### Stored data
━━━━━━━━━━━━━━━━━━━━

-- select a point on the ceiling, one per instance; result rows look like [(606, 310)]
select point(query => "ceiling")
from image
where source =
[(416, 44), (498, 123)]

━━━━━━━━━━━━━━━━━━━━

### What this task involves
Copy out, from the data above, each line where the string "ceiling" is present.

### Finished exercise
-- select a point on the ceiling, one per instance; result rows look like [(606, 310)]
select point(query => "ceiling")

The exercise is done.